*Input records*.
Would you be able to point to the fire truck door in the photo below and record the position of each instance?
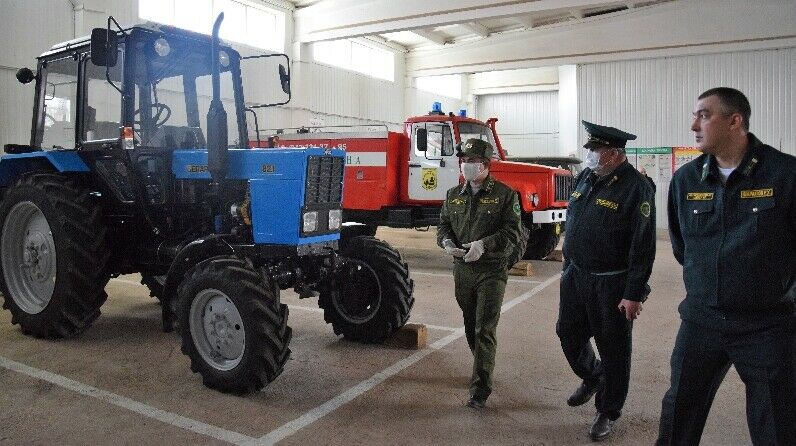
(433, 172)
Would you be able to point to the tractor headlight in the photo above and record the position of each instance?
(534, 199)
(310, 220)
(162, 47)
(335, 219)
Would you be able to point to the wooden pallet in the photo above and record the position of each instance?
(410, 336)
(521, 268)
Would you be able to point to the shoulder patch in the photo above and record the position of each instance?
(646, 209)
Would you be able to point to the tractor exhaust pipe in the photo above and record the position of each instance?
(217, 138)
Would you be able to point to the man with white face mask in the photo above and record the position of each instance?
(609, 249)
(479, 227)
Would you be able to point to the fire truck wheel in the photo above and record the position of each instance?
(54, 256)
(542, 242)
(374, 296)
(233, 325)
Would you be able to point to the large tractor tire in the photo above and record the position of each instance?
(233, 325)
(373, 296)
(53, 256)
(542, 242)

*Required task*. Retype every row above word for word, omitting the picture.

*Task solution*.
Would you be able to point to the fire truck door in the photo below and record the position of each instance?
(433, 172)
Would you be able to point to the tractor headlight in the photo above and record the position of each instance?
(534, 199)
(310, 220)
(162, 47)
(335, 219)
Would you be able to point to the wooden pallet in the photo above and record the position of each instance?
(410, 336)
(521, 268)
Would you be able to point to the shoulder patch in the photo above and record the position of each instance?
(646, 209)
Would you be able to point to the tractor exhaust pipe in the photo above and record the position of each instance?
(217, 138)
Would you be able to point to the man with white face mask in the photo above and record the position of each instance?
(609, 249)
(479, 227)
Would you be able to point to the fire truck wheel in the photo above and record the position of each instance?
(54, 256)
(542, 242)
(374, 296)
(233, 325)
Would you be able to point to the large tractor tire in the photo above and record the position of each instance?
(233, 325)
(373, 296)
(53, 256)
(542, 242)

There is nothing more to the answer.